▶ _LISTED RECORDS_:
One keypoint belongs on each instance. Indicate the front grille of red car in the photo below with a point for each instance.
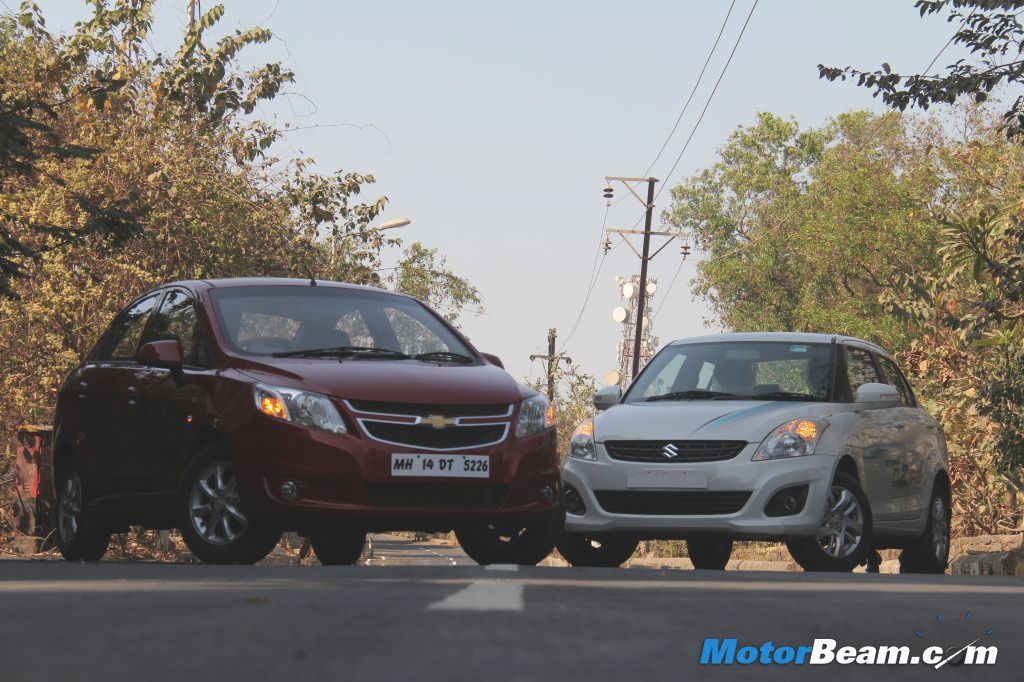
(430, 496)
(682, 452)
(424, 435)
(424, 410)
(672, 503)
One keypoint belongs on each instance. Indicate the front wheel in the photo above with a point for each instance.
(523, 545)
(597, 550)
(80, 536)
(338, 548)
(212, 519)
(844, 540)
(930, 553)
(709, 552)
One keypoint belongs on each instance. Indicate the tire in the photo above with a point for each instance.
(597, 550)
(930, 553)
(709, 552)
(339, 548)
(829, 549)
(211, 513)
(524, 545)
(80, 536)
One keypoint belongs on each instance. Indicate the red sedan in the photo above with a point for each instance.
(236, 410)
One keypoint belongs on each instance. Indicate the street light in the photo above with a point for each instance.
(391, 224)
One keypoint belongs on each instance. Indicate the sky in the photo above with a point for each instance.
(493, 125)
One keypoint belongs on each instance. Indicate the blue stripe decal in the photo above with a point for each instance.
(730, 417)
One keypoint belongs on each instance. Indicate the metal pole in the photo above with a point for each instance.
(552, 363)
(642, 300)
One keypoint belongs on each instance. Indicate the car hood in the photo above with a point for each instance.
(392, 381)
(705, 420)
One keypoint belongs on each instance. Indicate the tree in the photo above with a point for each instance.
(991, 31)
(893, 229)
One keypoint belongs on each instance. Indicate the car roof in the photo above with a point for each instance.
(785, 337)
(227, 283)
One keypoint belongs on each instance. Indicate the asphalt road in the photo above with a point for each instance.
(425, 612)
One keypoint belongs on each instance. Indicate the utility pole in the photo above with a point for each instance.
(552, 359)
(645, 255)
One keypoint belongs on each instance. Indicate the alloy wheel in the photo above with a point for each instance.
(843, 529)
(70, 510)
(214, 505)
(940, 529)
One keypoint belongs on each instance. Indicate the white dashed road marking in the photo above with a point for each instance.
(482, 596)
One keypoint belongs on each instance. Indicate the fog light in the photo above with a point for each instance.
(787, 502)
(290, 491)
(573, 501)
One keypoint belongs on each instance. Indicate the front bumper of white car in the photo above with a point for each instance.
(722, 507)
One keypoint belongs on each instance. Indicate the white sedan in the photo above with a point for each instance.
(813, 439)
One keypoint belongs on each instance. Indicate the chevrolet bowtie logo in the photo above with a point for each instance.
(438, 421)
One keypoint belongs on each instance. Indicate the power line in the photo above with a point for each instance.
(679, 119)
(696, 125)
(594, 271)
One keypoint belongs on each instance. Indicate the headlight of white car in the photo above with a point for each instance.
(309, 410)
(582, 444)
(535, 415)
(792, 439)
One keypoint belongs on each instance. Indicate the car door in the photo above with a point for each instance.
(104, 382)
(170, 402)
(915, 431)
(873, 437)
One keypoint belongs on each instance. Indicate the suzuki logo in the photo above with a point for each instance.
(438, 421)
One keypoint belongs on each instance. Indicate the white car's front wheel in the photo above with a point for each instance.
(845, 537)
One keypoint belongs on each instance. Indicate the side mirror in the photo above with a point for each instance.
(161, 353)
(877, 393)
(606, 397)
(494, 359)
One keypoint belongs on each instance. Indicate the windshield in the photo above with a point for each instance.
(292, 320)
(769, 371)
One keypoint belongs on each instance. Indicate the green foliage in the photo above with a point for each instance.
(994, 36)
(96, 125)
(895, 230)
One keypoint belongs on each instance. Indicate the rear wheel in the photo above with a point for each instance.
(596, 550)
(930, 553)
(709, 552)
(845, 537)
(213, 521)
(525, 545)
(339, 548)
(80, 536)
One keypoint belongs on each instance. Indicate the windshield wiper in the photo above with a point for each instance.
(444, 356)
(783, 395)
(344, 351)
(697, 394)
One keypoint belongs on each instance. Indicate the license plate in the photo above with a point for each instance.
(673, 478)
(454, 466)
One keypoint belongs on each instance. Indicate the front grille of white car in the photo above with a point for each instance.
(683, 452)
(672, 503)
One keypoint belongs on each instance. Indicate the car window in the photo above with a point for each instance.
(121, 339)
(859, 369)
(264, 320)
(895, 378)
(744, 369)
(178, 321)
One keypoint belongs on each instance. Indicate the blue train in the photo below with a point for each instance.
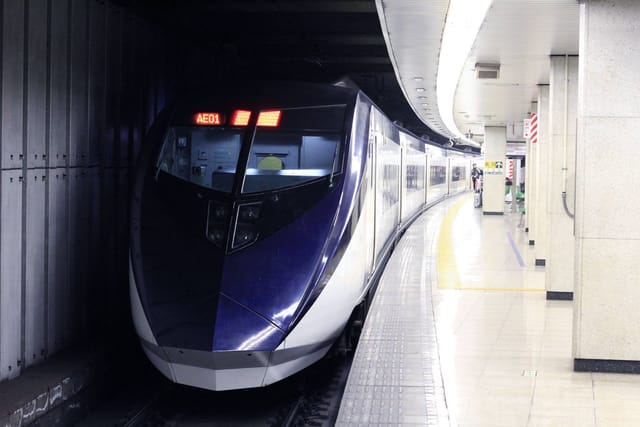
(260, 215)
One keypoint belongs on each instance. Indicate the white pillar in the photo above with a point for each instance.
(530, 185)
(607, 288)
(542, 178)
(563, 101)
(495, 156)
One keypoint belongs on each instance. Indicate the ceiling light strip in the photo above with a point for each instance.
(461, 28)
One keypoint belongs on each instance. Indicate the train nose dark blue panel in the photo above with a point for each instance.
(273, 276)
(238, 328)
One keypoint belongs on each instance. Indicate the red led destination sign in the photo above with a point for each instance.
(208, 119)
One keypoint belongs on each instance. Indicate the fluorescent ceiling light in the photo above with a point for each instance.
(464, 20)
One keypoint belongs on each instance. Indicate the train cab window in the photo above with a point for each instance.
(205, 156)
(305, 145)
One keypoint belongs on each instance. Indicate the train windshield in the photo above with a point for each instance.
(206, 156)
(298, 145)
(290, 147)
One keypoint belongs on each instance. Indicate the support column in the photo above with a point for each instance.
(530, 185)
(607, 292)
(495, 152)
(563, 100)
(542, 178)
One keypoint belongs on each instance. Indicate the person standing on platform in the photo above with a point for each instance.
(475, 177)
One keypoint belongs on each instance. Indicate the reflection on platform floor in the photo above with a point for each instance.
(461, 334)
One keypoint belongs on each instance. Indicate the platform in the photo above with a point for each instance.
(460, 334)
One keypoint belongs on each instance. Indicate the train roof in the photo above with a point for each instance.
(267, 95)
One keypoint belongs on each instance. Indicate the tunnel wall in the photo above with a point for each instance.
(80, 84)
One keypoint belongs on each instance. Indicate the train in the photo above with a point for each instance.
(261, 216)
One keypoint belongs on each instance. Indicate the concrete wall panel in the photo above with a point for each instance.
(59, 85)
(10, 273)
(37, 83)
(57, 259)
(35, 262)
(97, 80)
(13, 19)
(79, 117)
(81, 83)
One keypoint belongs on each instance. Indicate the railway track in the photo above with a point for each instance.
(310, 398)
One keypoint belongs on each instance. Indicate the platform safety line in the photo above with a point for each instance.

▶ _WHAT THIS TASK INVOLVES_:
Can you format all of the material above as a Markdown table with the columns Row and Line, giving each non-blank line its own numbered row and leaving the pictures out?

▶ _PROBLEM SOLUTION_:
| Row | Line |
|---|---|
| 1 | One keypoint belongs on each instance. Indicate the front grille of red car in the photo below with a point for each instance. |
| 2 | (430, 496) |
| 3 | (682, 452) |
| 4 | (424, 435) |
| 5 | (424, 410) |
| 6 | (672, 503) |
| 7 | One keypoint belongs on each instance. Indicate the front wheel in the photo above with a point for each instance. |
| 8 | (523, 545) |
| 9 | (597, 550) |
| 10 | (80, 536) |
| 11 | (338, 548) |
| 12 | (212, 519) |
| 13 | (844, 540) |
| 14 | (930, 553) |
| 15 | (709, 552) |
| 16 | One keypoint belongs on each instance. Indicate the tire in the photo above with a point for each instance. |
| 17 | (597, 550) |
| 18 | (930, 553) |
| 19 | (709, 552) |
| 20 | (339, 548) |
| 21 | (829, 549) |
| 22 | (211, 513) |
| 23 | (524, 545) |
| 24 | (80, 536) |
| 25 | One keypoint belongs on each instance. Indicate the red sedan in the photo above with a point for each instance. |
| 26 | (236, 410) |
| 27 | One keypoint belongs on each instance. Indicate the street light in the photo above with a point for each instance. |
| 28 | (391, 224) |
| 29 | One keypoint belongs on each instance. Indicate the sky in the photo above with a point for each instance. |
| 30 | (493, 125) |
| 31 | One keypoint belongs on each instance. Indicate the blue stripe decal in the photo above with a point for each instance. |
| 32 | (730, 417) |
| 33 | One keypoint belongs on each instance. Indicate the metal pole in the photo above with a point for each instance. |
| 34 | (552, 363) |
| 35 | (642, 300) |
| 36 | One keypoint belongs on each instance. Indicate the car hood in the photo above with a point for each instance. |
| 37 | (392, 381) |
| 38 | (705, 420) |
| 39 | One keypoint belongs on each instance. Indicate the tree in the photo above with a point for each instance. |
| 40 | (991, 31) |
| 41 | (893, 229) |
| 42 | One keypoint belongs on each instance. Indicate the car roof in the photo above with a point for each instance. |
| 43 | (785, 337) |
| 44 | (227, 283) |
| 45 | One keypoint belongs on each instance. Indicate the asphalt road in the photo above with a point for each instance. |
| 46 | (425, 612) |
| 47 | One keypoint belongs on each instance. Indicate the utility pole in the photo above with a point for each instance. |
| 48 | (552, 359) |
| 49 | (645, 255) |
| 50 | One keypoint belongs on each instance. Indicate the alloy wheel in the photo above with a point for each instance. |
| 51 | (843, 529) |
| 52 | (70, 510) |
| 53 | (214, 505) |
| 54 | (940, 529) |
| 55 | One keypoint belongs on each instance. Indicate the white dashed road marking in the photo above with a point for each instance. |
| 56 | (482, 596) |
| 57 | One keypoint belongs on each instance. Indicate the fog light in the photo above with a point for each instance. |
| 58 | (787, 502) |
| 59 | (290, 491) |
| 60 | (573, 501) |
| 61 | One keypoint belongs on each instance. Indicate the front bumper of white car in the photo above with a point for each instance. |
| 62 | (722, 507) |
| 63 | One keypoint belongs on each instance. Indicate the white sedan in the photo above with a point for each instance. |
| 64 | (813, 439) |
| 65 | One keypoint belongs on each instance. Indicate the chevrolet bowtie logo in the photo above with a point for each instance. |
| 66 | (438, 421) |
| 67 | One keypoint belongs on each instance. Indicate the power line in the photo above with a point for each instance. |
| 68 | (679, 119) |
| 69 | (696, 125) |
| 70 | (594, 271) |
| 71 | One keypoint belongs on each instance. Indicate the headlight of white car in the photo above with a point for each instance. |
| 72 | (309, 410) |
| 73 | (582, 444) |
| 74 | (535, 415) |
| 75 | (792, 439) |
| 76 | One keypoint belongs on each instance. Indicate the car door in the photo above with a point for each instance. |
| 77 | (104, 382) |
| 78 | (170, 402) |
| 79 | (915, 431) |
| 80 | (873, 437) |
| 81 | One keypoint belongs on each instance. Indicate the suzuki logo in the photo above with a point for each instance. |
| 82 | (438, 421) |
| 83 | One keypoint belongs on each instance. Indicate the white car's front wheel in the photo above with a point for each instance. |
| 84 | (845, 537) |
| 85 | One keypoint belongs on each instance. Indicate the side mirror in the photo above with a point for each instance. |
| 86 | (161, 353) |
| 87 | (877, 393) |
| 88 | (606, 397) |
| 89 | (494, 359) |
| 90 | One keypoint belongs on each instance. Indicate the windshield in the photo above with a point for each instance. |
| 91 | (292, 320) |
| 92 | (769, 371) |
| 93 | One keypoint belongs on each instance. Indicate the green foliage in the photo above with a point for each instance. |
| 94 | (994, 36) |
| 95 | (96, 125) |
| 96 | (895, 230) |
| 97 | One keypoint belongs on each instance. Indicate the rear wheel in the photo above with a point for each instance. |
| 98 | (596, 550) |
| 99 | (930, 553) |
| 100 | (709, 552) |
| 101 | (845, 537) |
| 102 | (213, 521) |
| 103 | (525, 545) |
| 104 | (339, 548) |
| 105 | (80, 536) |
| 106 | One keypoint belongs on each instance. Indicate the windshield wiper in the photo above with a point for each instance. |
| 107 | (444, 356) |
| 108 | (783, 395) |
| 109 | (344, 351) |
| 110 | (697, 394) |
| 111 | One keypoint belongs on each instance. Indicate the license plate in the photo above with a point for each instance. |
| 112 | (673, 478) |
| 113 | (454, 466) |
| 114 | One keypoint belongs on each instance. Indicate the front grille of white car in the photo above with a point for each instance. |
| 115 | (683, 452) |
| 116 | (672, 503) |
| 117 | One keypoint belongs on each instance. Indicate the car window in the photo above with a point for each instance. |
| 118 | (121, 339) |
| 119 | (859, 369) |
| 120 | (264, 320) |
| 121 | (895, 378) |
| 122 | (744, 369) |
| 123 | (178, 321) |
| 124 | One keypoint belongs on each instance. Indicate the blue train in the photo below with a point for each instance. |
| 125 | (260, 215) |
| 126 | One keypoint belongs on each instance. Indicate the white pillar in the photo above with a point for each instance. |
| 127 | (530, 185) |
| 128 | (607, 288) |
| 129 | (542, 178) |
| 130 | (563, 101) |
| 131 | (495, 156) |
| 132 | One keypoint belongs on each instance. Indicate the ceiling light strip in the photo above with a point for each instance. |
| 133 | (461, 28) |
| 134 | One keypoint belongs on each instance. Indicate the train nose dark blue panel in the photo above with a point for each instance. |
| 135 | (273, 276) |
| 136 | (238, 328) |
| 137 | One keypoint belongs on each instance. Indicate the red led destination sign in the photo above with a point for each instance. |
| 138 | (208, 119) |
| 139 | One keypoint belongs on each instance. Indicate the fluorescent ceiling light in the photo above with a point for each instance. |
| 140 | (464, 20) |
| 141 | One keypoint belongs on each instance. Indicate the train cab window in the photo above with a point for each instance. |
| 142 | (205, 156) |
| 143 | (305, 145) |
| 144 | One keypoint belongs on each instance. Indicate the train windshield in the photo above with a point for each instance. |
| 145 | (206, 156) |
| 146 | (298, 145) |
| 147 | (290, 147) |
| 148 | One keypoint belongs on each instance. Indicate the support column in the photo above with a point for each instance. |
| 149 | (530, 185) |
| 150 | (607, 292) |
| 151 | (495, 152) |
| 152 | (563, 100) |
| 153 | (542, 178) |
| 154 | One keypoint belongs on each instance. Indicate the person standing on platform in the photo above with a point for each instance. |
| 155 | (475, 177) |
| 156 | One keypoint belongs on each instance. Indicate the reflection on platform floor in the photo above with a point for each instance. |
| 157 | (461, 334) |
| 158 | One keypoint belongs on each instance. Indicate the platform in the photo above with a point for each instance. |
| 159 | (460, 334) |
| 160 | One keypoint belongs on each instance. Indicate the train roof in the photo above with a point for each instance. |
| 161 | (267, 95) |
| 162 | One keypoint belongs on each instance. Indicate the tunnel wall in the photo above with a point for each instance. |
| 163 | (80, 84) |
| 164 | One keypoint belongs on each instance. Indicate the train in the photo above with a point for each instance. |
| 165 | (261, 216) |
| 166 | One keypoint belongs on each instance. Indicate the concrete wall panel in the photo above with a point for each instance. |
| 167 | (59, 85) |
| 168 | (10, 273) |
| 169 | (37, 83) |
| 170 | (57, 259) |
| 171 | (35, 262) |
| 172 | (97, 80) |
| 173 | (13, 19) |
| 174 | (79, 117) |
| 175 | (81, 83) |
| 176 | One keypoint belongs on each instance. Indicate the railway track in the photo above with a point for each instance. |
| 177 | (310, 398) |
| 178 | One keypoint belongs on each instance. Indicate the platform safety line in the photo above with a point for each instance. |